## Questions:
**a.** Write out the passage on vaping and quitting smoking from "Numerous vapor industry" up to and including "vapor to quit.".
**b.** Answer these questions using the passage on vaping and quitting smoking:
(i) How many stories does the CASAA website's testimonials section contain?
(ii) How many people in the Scottish poll said they had vaped at least once?
(iii) What was the average reduction in daily cigarettes among respondents who were still smoking?

Numerous vapor industry experts complained that all the mentioned studies had serious flaws. According to Francisco Garcia, a researcher at the University of Arizona, the truth is that “there is not enough evidence to evaluate the effectiveness, safety, or benefits and harms of using e-cigarettes to help people quit smoking.” Anecdotally, however, there are possibly millions of stories and blog posts that can be found online of ex-smokers extolling the virtues of vapor. Just the CASAA website has a testimonials section with more than 5,300 stories of smokers using vapor to quit.
Several studies show that vaping more likely helps smokers quit, rather than push people towards traditional tobacco. In fact, a new online poll out of Scotland by psychologist Christopher Russell and colleagues at the Centre for Drug Misuse in Glasgow (an independent research entity), found that of the 7,300 people surveyed who said they had vaped at least once, 5,000 had been regular smokers when they first started vaping. More than 80 percent of smokers had quit completely since beginning to vape regularly, which, at the time of the survey, was an average of 14 months before they took the survey.
More than 56 percent of respondents who were still smoking at the time of the survey had at least halved their daily smoking since beginning to regularly vape (defined as at least every other day). The average reduction was from 23 cigarettes per day pre-vaping to four per day. In full disclosure, The Centre has received research funding from public bodies, such as the UK Government Department of Health and the United Nations, and from tobacco companies, such as British American Tobacco and Philip Morris International.

## Material provided:
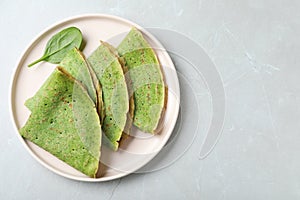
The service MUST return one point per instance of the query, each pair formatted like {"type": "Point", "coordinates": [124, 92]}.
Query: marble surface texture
{"type": "Point", "coordinates": [255, 47]}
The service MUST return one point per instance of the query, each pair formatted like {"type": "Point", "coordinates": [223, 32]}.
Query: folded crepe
{"type": "Point", "coordinates": [147, 80]}
{"type": "Point", "coordinates": [64, 122]}
{"type": "Point", "coordinates": [75, 63]}
{"type": "Point", "coordinates": [110, 73]}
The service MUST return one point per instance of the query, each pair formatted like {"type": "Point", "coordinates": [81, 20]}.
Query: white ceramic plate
{"type": "Point", "coordinates": [138, 150]}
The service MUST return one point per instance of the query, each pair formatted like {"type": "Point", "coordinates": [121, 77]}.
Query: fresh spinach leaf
{"type": "Point", "coordinates": [60, 44]}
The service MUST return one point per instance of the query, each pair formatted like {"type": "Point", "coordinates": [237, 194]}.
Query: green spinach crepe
{"type": "Point", "coordinates": [64, 122]}
{"type": "Point", "coordinates": [75, 63]}
{"type": "Point", "coordinates": [110, 73]}
{"type": "Point", "coordinates": [147, 80]}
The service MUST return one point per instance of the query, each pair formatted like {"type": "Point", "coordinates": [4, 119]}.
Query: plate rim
{"type": "Point", "coordinates": [14, 79]}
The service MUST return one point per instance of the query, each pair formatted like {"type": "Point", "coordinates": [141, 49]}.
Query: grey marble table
{"type": "Point", "coordinates": [254, 45]}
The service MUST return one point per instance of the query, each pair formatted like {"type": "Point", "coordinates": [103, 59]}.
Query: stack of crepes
{"type": "Point", "coordinates": [109, 91]}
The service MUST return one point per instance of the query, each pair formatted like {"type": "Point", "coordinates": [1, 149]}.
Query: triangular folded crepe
{"type": "Point", "coordinates": [64, 122]}
{"type": "Point", "coordinates": [75, 63]}
{"type": "Point", "coordinates": [147, 80]}
{"type": "Point", "coordinates": [115, 94]}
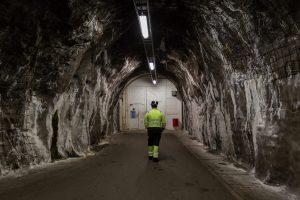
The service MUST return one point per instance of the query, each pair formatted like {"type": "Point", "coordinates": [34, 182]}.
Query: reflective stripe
{"type": "Point", "coordinates": [150, 150]}
{"type": "Point", "coordinates": [155, 151]}
{"type": "Point", "coordinates": [154, 118]}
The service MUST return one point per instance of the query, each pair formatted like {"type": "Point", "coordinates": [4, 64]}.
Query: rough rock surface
{"type": "Point", "coordinates": [64, 63]}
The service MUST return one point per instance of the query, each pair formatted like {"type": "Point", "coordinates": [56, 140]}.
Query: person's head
{"type": "Point", "coordinates": [154, 104]}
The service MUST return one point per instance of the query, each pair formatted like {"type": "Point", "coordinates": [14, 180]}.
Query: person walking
{"type": "Point", "coordinates": [155, 123]}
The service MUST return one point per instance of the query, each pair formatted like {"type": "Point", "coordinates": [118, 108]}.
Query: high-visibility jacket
{"type": "Point", "coordinates": [155, 118]}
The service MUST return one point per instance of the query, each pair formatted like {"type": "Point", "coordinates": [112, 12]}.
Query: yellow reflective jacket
{"type": "Point", "coordinates": [155, 118]}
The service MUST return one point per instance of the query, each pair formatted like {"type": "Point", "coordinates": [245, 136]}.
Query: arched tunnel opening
{"type": "Point", "coordinates": [234, 64]}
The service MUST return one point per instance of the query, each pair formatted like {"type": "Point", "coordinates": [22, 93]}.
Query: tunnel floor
{"type": "Point", "coordinates": [121, 171]}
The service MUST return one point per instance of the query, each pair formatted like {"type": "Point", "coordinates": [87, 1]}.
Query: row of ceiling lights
{"type": "Point", "coordinates": [143, 13]}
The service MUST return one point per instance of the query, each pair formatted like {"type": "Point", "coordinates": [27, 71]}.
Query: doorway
{"type": "Point", "coordinates": [138, 96]}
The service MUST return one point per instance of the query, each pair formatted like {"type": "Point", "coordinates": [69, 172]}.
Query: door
{"type": "Point", "coordinates": [136, 108]}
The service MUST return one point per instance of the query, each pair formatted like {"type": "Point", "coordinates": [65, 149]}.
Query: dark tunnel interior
{"type": "Point", "coordinates": [235, 63]}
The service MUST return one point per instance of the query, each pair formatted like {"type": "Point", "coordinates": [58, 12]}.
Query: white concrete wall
{"type": "Point", "coordinates": [141, 92]}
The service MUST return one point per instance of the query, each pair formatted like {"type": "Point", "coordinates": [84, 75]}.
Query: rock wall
{"type": "Point", "coordinates": [59, 78]}
{"type": "Point", "coordinates": [63, 64]}
{"type": "Point", "coordinates": [239, 74]}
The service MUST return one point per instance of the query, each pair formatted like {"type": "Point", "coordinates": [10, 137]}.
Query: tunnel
{"type": "Point", "coordinates": [233, 67]}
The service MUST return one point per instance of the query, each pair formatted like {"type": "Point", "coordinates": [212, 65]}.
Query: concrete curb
{"type": "Point", "coordinates": [240, 183]}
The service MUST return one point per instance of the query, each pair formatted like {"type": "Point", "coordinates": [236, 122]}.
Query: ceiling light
{"type": "Point", "coordinates": [144, 26]}
{"type": "Point", "coordinates": [151, 65]}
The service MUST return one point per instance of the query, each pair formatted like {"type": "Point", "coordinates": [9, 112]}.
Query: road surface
{"type": "Point", "coordinates": [121, 171]}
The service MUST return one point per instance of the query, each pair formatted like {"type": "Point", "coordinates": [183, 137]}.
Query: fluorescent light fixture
{"type": "Point", "coordinates": [144, 26]}
{"type": "Point", "coordinates": [151, 65]}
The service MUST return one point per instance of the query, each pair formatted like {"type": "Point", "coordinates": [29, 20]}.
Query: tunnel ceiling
{"type": "Point", "coordinates": [235, 63]}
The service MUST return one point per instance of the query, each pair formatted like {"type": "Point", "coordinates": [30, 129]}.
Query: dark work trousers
{"type": "Point", "coordinates": [154, 135]}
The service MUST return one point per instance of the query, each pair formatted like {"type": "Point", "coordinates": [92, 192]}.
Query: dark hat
{"type": "Point", "coordinates": [154, 103]}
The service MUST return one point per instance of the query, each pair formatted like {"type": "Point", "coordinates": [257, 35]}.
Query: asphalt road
{"type": "Point", "coordinates": [121, 171]}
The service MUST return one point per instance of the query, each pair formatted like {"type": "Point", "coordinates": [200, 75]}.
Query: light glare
{"type": "Point", "coordinates": [151, 65]}
{"type": "Point", "coordinates": [144, 26]}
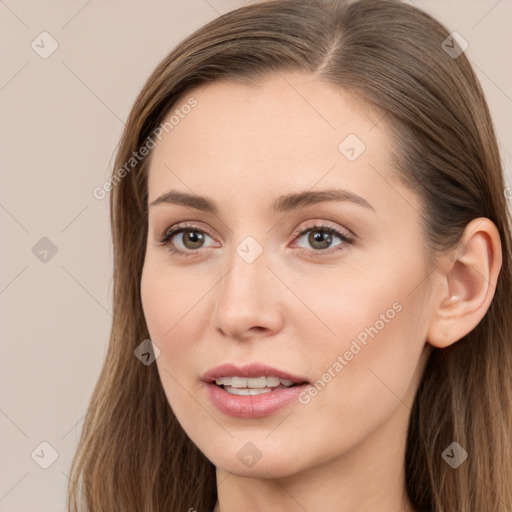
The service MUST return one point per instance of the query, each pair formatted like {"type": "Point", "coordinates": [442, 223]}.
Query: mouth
{"type": "Point", "coordinates": [252, 390]}
{"type": "Point", "coordinates": [253, 385]}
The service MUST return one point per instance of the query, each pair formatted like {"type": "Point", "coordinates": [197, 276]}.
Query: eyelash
{"type": "Point", "coordinates": [166, 237]}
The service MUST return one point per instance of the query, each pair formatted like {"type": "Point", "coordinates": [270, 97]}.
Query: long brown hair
{"type": "Point", "coordinates": [133, 455]}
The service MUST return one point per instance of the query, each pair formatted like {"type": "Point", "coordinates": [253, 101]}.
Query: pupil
{"type": "Point", "coordinates": [194, 237]}
{"type": "Point", "coordinates": [321, 237]}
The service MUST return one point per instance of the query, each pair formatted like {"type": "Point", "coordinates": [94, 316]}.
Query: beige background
{"type": "Point", "coordinates": [61, 120]}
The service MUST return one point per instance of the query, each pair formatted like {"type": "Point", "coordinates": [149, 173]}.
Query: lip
{"type": "Point", "coordinates": [251, 406]}
{"type": "Point", "coordinates": [249, 370]}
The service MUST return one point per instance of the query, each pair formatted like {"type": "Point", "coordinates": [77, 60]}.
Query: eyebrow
{"type": "Point", "coordinates": [282, 204]}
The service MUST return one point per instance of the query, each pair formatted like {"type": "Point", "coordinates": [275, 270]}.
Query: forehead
{"type": "Point", "coordinates": [289, 131]}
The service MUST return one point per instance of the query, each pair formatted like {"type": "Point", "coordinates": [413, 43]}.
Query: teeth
{"type": "Point", "coordinates": [246, 391]}
{"type": "Point", "coordinates": [255, 383]}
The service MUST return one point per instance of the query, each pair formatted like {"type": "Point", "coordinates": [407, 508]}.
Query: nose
{"type": "Point", "coordinates": [248, 300]}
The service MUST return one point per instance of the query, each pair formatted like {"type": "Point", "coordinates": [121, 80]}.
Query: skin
{"type": "Point", "coordinates": [242, 147]}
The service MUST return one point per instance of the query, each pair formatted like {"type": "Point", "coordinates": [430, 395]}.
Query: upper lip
{"type": "Point", "coordinates": [249, 370]}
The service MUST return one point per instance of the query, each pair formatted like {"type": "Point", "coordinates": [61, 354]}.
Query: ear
{"type": "Point", "coordinates": [467, 283]}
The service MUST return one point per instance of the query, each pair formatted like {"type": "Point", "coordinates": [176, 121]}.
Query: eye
{"type": "Point", "coordinates": [193, 238]}
{"type": "Point", "coordinates": [320, 238]}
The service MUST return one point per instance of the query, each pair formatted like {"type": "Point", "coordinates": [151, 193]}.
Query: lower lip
{"type": "Point", "coordinates": [253, 406]}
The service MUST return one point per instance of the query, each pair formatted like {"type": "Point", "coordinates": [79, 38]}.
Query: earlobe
{"type": "Point", "coordinates": [467, 284]}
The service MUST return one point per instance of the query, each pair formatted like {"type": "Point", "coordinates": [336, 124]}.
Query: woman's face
{"type": "Point", "coordinates": [341, 309]}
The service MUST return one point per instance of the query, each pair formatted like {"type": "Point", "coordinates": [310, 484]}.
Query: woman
{"type": "Point", "coordinates": [310, 226]}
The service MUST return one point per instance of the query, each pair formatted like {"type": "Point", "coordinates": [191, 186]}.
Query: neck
{"type": "Point", "coordinates": [369, 477]}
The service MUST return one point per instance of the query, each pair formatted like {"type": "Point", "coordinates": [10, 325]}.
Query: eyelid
{"type": "Point", "coordinates": [345, 235]}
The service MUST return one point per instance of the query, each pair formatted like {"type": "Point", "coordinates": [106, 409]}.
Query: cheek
{"type": "Point", "coordinates": [370, 365]}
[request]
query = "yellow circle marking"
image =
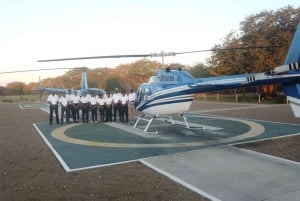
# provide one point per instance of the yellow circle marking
(255, 130)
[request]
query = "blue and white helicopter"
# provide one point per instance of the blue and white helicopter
(83, 89)
(171, 92)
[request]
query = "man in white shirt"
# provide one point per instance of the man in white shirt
(84, 101)
(53, 101)
(101, 104)
(64, 104)
(116, 103)
(69, 96)
(108, 107)
(93, 107)
(131, 106)
(124, 107)
(75, 106)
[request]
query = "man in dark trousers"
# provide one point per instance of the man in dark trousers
(53, 100)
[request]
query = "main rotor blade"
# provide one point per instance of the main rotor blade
(98, 57)
(234, 48)
(31, 70)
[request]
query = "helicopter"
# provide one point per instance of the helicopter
(84, 83)
(171, 92)
(84, 86)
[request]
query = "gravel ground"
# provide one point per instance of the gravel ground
(30, 171)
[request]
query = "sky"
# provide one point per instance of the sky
(33, 30)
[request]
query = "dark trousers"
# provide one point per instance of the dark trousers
(53, 108)
(124, 113)
(62, 113)
(108, 113)
(117, 108)
(68, 113)
(85, 113)
(75, 112)
(94, 112)
(102, 112)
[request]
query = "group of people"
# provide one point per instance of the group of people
(110, 107)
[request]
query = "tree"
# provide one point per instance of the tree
(199, 70)
(267, 28)
(15, 88)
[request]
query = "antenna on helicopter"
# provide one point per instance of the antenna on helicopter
(163, 54)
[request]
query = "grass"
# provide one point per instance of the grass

## Answers below:
**a.**
Numerous vapor industry experts complained that all the mentioned studies had serious flaws. According to Francisco Garcia, a researcher at the University of Arizona, the truth is that “there is not enough evidence to evaluate the effectiveness, safety, or benefits and harms of using e-cigarettes to help people quit smoking.” Anecdotally, however, there are possibly millions of stories and blog posts that can be found online of ex-smokers extolling the virtues of vapor. Just the CASAA website has a testimonials section with more than 5,300 stories of smokers using vapor to quit.

**b.**
(i) More than 5,300
(ii) 7,300
(iii) From 23 cigarettes per day before vaping to four per day